L'idea era quella di raccontare la difficoltà oggi di trovare un giusto ruolo ed equilibrio nella vita; lo volevamo fare con ironia ma allo stesso tempo con realismo ed intensità, e la metafora della squadra di calcetto ci è sembrata divertente e assolutamente contemporanea.
Lavorare con Fabio è stato stimolante e molto produttivo: l'importanza della scrittura in un film, e ancora di più in una commedia, è assoluta, e ho sempre grande stima di chi sa scrivere e sceneggiare. Il confronto costante, poi, permette di correggere il tiro ad ogni passo e di trovare il giusto equilibrio per raccontare con più forza ciò che vuoi; in questo senso, io e Fabio ci siamo trovati sulla stessa lunghezza d'onda, ci stimolavamo a vicenda nei passaggi più complicati e, fortunatamente, anzi direi quasi magicamente, quando uno aveva meno idee, l'altro era più produttivo. E' stato il primo film corale per me e la sfida più grande è stata quella di riuscire a sviluppare parallelamente varie storie cercando comunque di dare spessore a ciascuno dei tanti protagonisti.

☆ ☆ ☆ ☆

Problema proposto 1 ▸
Rispondi a queste domande sul testo della pagina:
(a) Quale metafora è stata scelta per raccontare la difficoltà di trovare un giusto ruolo ed equilibrio nella vita?
(b) Con chi è stato stimolante e molto produttivo lavorare?
(c) Quale è stata la sfida più grande del primo film corale?

☆ ☆ ☆ ☆

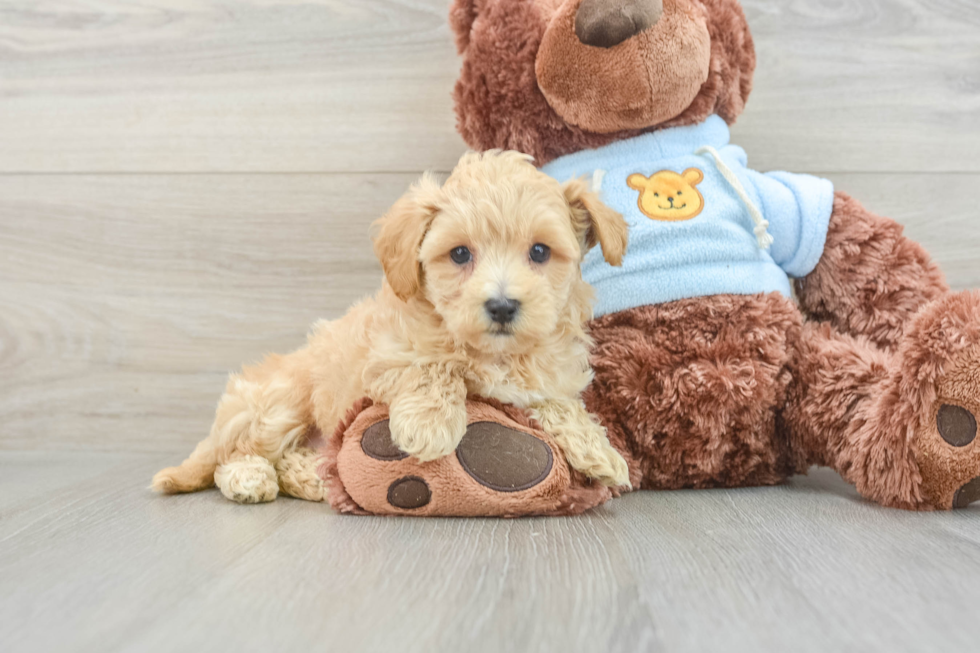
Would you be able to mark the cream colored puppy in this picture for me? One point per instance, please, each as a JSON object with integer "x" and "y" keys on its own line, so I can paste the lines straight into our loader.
{"x": 482, "y": 295}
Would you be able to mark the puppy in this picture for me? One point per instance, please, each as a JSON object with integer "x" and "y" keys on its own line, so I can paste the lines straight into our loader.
{"x": 482, "y": 295}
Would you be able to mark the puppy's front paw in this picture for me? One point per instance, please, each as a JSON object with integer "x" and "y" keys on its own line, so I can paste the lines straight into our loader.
{"x": 427, "y": 432}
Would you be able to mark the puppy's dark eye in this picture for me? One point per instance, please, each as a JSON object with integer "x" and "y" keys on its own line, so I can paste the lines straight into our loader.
{"x": 540, "y": 253}
{"x": 461, "y": 255}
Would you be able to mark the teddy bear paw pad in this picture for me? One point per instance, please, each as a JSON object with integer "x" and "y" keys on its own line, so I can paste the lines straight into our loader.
{"x": 409, "y": 493}
{"x": 377, "y": 443}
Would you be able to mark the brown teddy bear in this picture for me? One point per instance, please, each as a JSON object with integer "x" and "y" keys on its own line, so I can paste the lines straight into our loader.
{"x": 707, "y": 372}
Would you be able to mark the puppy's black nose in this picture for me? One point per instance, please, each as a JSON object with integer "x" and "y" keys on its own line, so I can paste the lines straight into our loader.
{"x": 502, "y": 310}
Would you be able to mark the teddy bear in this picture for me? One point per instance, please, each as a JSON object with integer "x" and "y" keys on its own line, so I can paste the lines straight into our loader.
{"x": 760, "y": 323}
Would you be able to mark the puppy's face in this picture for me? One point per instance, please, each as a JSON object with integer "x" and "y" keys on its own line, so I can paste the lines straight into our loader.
{"x": 496, "y": 250}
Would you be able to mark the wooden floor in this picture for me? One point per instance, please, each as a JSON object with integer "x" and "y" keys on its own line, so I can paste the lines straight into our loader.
{"x": 187, "y": 184}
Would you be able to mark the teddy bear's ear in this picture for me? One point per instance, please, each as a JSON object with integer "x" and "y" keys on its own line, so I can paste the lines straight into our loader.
{"x": 462, "y": 14}
{"x": 595, "y": 223}
{"x": 398, "y": 236}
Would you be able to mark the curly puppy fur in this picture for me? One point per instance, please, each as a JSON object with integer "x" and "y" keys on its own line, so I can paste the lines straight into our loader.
{"x": 426, "y": 340}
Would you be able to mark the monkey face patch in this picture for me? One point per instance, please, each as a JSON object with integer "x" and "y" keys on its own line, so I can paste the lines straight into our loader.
{"x": 668, "y": 196}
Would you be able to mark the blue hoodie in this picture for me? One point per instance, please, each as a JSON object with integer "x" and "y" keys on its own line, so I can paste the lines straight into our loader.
{"x": 691, "y": 231}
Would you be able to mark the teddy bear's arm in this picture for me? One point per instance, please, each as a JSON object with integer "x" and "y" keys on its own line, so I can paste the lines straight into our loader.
{"x": 870, "y": 279}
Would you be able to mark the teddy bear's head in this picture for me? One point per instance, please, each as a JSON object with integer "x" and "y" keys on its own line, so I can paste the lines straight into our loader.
{"x": 550, "y": 77}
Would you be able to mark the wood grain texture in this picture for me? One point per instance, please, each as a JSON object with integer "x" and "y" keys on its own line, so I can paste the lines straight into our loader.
{"x": 92, "y": 561}
{"x": 363, "y": 85}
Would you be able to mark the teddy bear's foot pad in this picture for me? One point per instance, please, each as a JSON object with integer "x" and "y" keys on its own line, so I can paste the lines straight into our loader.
{"x": 504, "y": 466}
{"x": 967, "y": 494}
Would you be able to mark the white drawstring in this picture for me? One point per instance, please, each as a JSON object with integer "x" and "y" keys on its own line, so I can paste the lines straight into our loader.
{"x": 761, "y": 225}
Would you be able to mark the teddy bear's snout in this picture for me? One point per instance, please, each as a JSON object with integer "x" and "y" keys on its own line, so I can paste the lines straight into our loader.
{"x": 605, "y": 23}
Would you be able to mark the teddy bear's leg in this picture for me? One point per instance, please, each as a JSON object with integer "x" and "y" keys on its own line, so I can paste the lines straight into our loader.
{"x": 901, "y": 427}
{"x": 689, "y": 390}
{"x": 871, "y": 279}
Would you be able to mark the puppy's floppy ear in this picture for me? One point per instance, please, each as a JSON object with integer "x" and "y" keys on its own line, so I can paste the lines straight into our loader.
{"x": 594, "y": 222}
{"x": 399, "y": 234}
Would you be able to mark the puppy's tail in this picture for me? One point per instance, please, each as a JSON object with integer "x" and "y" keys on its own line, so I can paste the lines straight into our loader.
{"x": 195, "y": 473}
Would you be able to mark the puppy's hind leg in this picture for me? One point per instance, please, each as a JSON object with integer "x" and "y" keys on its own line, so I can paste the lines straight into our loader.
{"x": 263, "y": 414}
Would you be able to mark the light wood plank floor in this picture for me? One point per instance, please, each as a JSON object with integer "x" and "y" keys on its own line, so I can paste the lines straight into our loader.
{"x": 187, "y": 184}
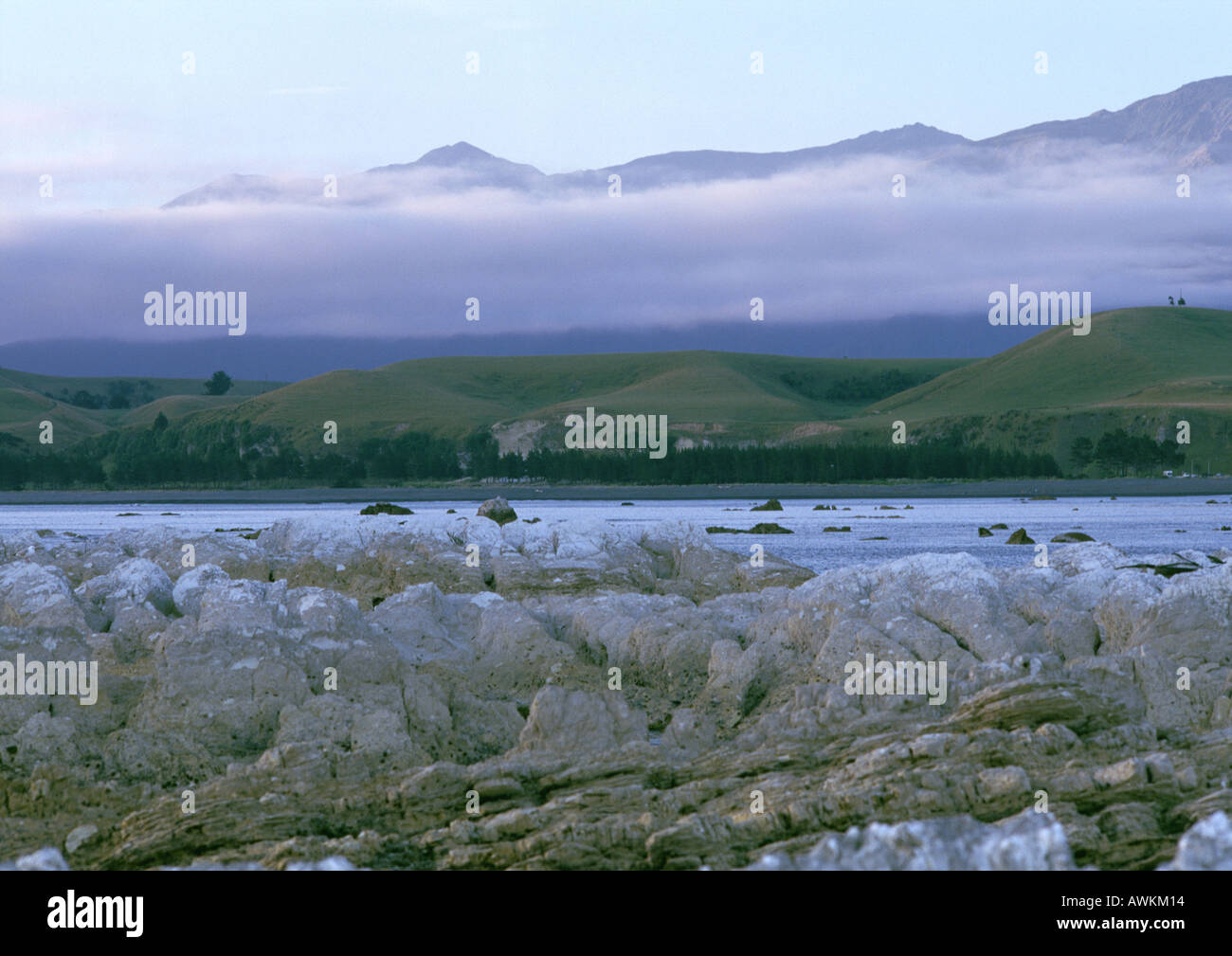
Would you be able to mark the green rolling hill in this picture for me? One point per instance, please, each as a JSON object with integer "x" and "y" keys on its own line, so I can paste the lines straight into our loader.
{"x": 1141, "y": 370}
{"x": 726, "y": 396}
{"x": 27, "y": 398}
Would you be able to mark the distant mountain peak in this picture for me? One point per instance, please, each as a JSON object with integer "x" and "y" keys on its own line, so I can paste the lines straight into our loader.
{"x": 460, "y": 152}
{"x": 1190, "y": 126}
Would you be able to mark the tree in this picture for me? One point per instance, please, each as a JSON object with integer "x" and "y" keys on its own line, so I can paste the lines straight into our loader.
{"x": 1082, "y": 451}
{"x": 220, "y": 385}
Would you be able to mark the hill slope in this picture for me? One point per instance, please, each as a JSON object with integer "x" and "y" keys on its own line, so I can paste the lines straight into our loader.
{"x": 1142, "y": 370}
{"x": 27, "y": 399}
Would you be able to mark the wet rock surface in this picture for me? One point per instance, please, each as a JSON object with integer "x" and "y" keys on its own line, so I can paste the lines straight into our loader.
{"x": 448, "y": 693}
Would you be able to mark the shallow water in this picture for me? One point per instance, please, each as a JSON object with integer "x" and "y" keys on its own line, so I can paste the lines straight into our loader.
{"x": 1136, "y": 525}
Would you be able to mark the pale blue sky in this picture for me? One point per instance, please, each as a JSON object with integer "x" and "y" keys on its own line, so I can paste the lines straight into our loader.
{"x": 94, "y": 91}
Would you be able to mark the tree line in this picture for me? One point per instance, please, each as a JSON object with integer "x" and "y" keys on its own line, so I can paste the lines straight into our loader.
{"x": 239, "y": 454}
{"x": 1117, "y": 454}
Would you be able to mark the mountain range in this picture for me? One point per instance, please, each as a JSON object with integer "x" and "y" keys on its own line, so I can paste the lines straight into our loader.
{"x": 1187, "y": 128}
{"x": 1144, "y": 370}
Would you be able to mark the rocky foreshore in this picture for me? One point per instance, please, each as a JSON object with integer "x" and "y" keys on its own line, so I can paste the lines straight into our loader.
{"x": 447, "y": 693}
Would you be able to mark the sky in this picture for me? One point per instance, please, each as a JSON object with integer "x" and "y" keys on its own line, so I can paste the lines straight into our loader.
{"x": 97, "y": 91}
{"x": 99, "y": 99}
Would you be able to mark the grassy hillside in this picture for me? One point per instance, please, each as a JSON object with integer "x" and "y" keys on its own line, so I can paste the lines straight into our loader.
{"x": 1142, "y": 370}
{"x": 739, "y": 397}
{"x": 1138, "y": 370}
{"x": 27, "y": 398}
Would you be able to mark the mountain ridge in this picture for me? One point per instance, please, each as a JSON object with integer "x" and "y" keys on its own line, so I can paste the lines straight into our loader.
{"x": 1190, "y": 126}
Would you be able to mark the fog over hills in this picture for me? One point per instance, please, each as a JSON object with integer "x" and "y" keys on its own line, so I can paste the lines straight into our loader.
{"x": 883, "y": 245}
{"x": 1190, "y": 127}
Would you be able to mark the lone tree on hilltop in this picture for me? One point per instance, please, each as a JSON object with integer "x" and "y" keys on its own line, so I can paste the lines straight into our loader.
{"x": 220, "y": 385}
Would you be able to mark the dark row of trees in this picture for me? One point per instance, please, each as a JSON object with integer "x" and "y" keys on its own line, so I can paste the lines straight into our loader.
{"x": 226, "y": 455}
{"x": 1120, "y": 454}
{"x": 774, "y": 464}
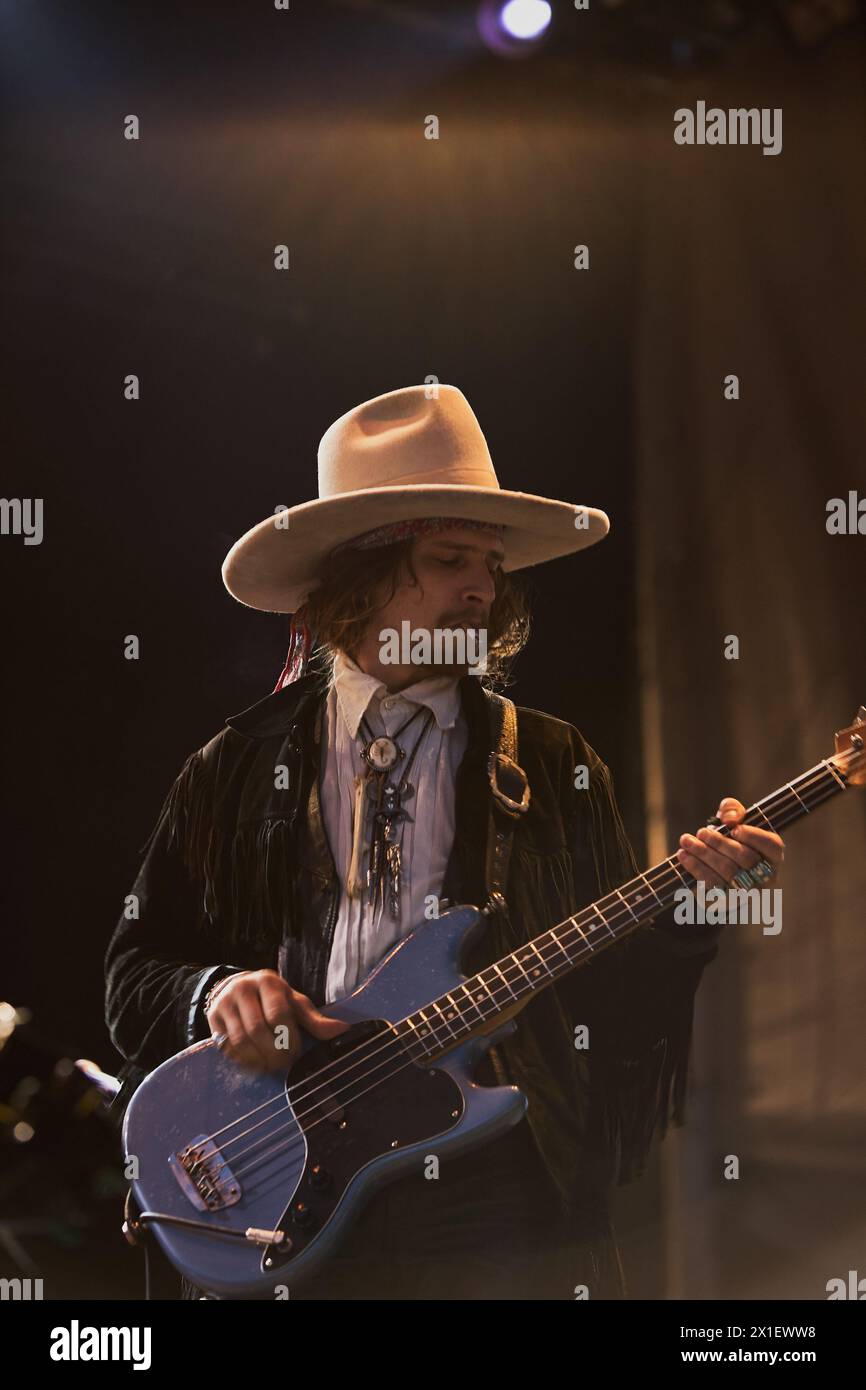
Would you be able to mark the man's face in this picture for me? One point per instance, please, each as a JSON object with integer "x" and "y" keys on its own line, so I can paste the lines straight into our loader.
{"x": 455, "y": 588}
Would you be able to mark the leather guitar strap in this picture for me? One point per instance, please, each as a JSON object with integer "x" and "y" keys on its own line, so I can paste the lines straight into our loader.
{"x": 509, "y": 798}
{"x": 509, "y": 801}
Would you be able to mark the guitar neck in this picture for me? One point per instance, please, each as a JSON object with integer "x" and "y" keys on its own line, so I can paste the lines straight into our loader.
{"x": 505, "y": 986}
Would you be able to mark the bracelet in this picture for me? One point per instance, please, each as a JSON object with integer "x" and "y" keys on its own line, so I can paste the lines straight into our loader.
{"x": 214, "y": 991}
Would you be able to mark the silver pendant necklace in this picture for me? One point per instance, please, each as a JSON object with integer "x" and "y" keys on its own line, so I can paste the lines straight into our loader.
{"x": 388, "y": 794}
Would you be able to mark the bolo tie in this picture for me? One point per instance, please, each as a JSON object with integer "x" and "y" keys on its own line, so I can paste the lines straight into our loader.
{"x": 387, "y": 787}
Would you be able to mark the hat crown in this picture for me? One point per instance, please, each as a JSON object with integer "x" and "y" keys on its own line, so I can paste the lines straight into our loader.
{"x": 419, "y": 435}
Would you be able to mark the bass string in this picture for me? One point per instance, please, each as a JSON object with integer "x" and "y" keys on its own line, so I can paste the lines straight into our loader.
{"x": 370, "y": 1050}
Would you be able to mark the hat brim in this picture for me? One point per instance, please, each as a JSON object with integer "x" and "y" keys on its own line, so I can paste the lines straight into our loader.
{"x": 274, "y": 566}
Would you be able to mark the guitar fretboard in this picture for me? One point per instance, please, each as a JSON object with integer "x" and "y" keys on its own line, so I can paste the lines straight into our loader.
{"x": 463, "y": 1011}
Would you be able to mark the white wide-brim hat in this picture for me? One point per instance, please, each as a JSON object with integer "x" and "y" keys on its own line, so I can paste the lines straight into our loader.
{"x": 409, "y": 453}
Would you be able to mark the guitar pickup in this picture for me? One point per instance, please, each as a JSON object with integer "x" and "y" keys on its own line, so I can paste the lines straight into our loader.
{"x": 203, "y": 1176}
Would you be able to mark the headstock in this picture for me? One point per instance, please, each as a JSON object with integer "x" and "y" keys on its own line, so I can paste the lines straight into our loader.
{"x": 851, "y": 749}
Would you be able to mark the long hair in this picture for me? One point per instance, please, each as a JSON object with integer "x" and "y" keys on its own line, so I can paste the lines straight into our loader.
{"x": 346, "y": 599}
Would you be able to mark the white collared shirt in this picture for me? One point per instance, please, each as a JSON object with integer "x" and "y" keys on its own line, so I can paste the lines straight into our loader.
{"x": 363, "y": 934}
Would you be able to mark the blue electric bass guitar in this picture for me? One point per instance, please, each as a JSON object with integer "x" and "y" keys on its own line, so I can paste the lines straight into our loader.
{"x": 249, "y": 1179}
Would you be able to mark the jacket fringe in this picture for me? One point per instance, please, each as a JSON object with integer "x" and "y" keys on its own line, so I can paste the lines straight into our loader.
{"x": 641, "y": 1096}
{"x": 245, "y": 880}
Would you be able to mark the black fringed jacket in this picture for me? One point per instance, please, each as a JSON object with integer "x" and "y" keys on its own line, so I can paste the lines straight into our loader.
{"x": 237, "y": 869}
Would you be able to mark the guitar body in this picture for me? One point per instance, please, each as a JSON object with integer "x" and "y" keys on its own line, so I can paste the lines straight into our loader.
{"x": 260, "y": 1162}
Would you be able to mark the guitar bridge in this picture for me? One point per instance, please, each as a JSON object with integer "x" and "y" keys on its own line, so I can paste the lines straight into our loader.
{"x": 203, "y": 1176}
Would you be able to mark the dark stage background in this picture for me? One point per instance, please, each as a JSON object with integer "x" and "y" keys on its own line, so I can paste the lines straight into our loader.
{"x": 453, "y": 257}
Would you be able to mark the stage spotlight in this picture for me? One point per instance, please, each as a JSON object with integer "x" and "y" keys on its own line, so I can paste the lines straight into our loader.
{"x": 526, "y": 18}
{"x": 515, "y": 29}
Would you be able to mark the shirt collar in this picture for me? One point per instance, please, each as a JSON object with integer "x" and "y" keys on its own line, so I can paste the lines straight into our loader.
{"x": 355, "y": 690}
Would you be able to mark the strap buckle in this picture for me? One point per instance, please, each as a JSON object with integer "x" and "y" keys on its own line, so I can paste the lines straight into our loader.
{"x": 515, "y": 784}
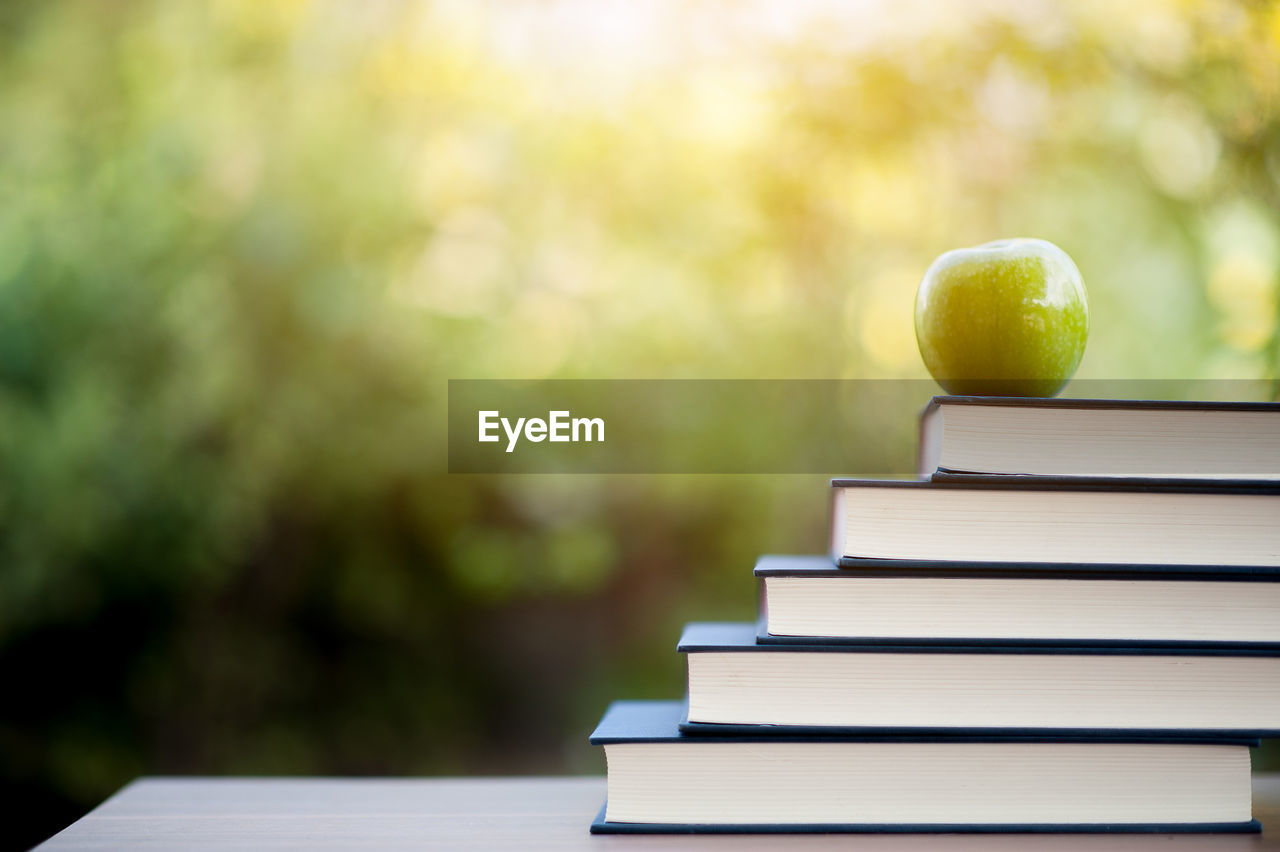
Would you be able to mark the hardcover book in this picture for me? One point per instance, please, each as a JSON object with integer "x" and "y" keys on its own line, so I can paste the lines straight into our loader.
{"x": 1129, "y": 525}
{"x": 1101, "y": 438}
{"x": 808, "y": 599}
{"x": 1014, "y": 690}
{"x": 659, "y": 781}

☆ ☆ ☆ ☆

Problema proposto 2 ▸ Individua tutte le righe dei record in cui compare la parola "brim".

Risultato 1 ▸
(a) La metafora della squadra di calcetto.
(b) Con Fabio.
(c) Riuscire a sviluppare parallelamente varie storie, cercando comunque di dare spessore a ciascuno dei tanti protagonisti.

Risultato 2 ▸
Would you be able to mark the hat brim in this picture for me? One point per instance, please, each as a JSON object with integer "x" and "y" keys on its own line, so I can paste the lines straight into our loader.
Would you be able to mark the white wide-brim hat in this picture for me? One point per instance, please, each as a JSON object with integer "x" and "y" keys on its own line, so I can paste the lines straight into our loader.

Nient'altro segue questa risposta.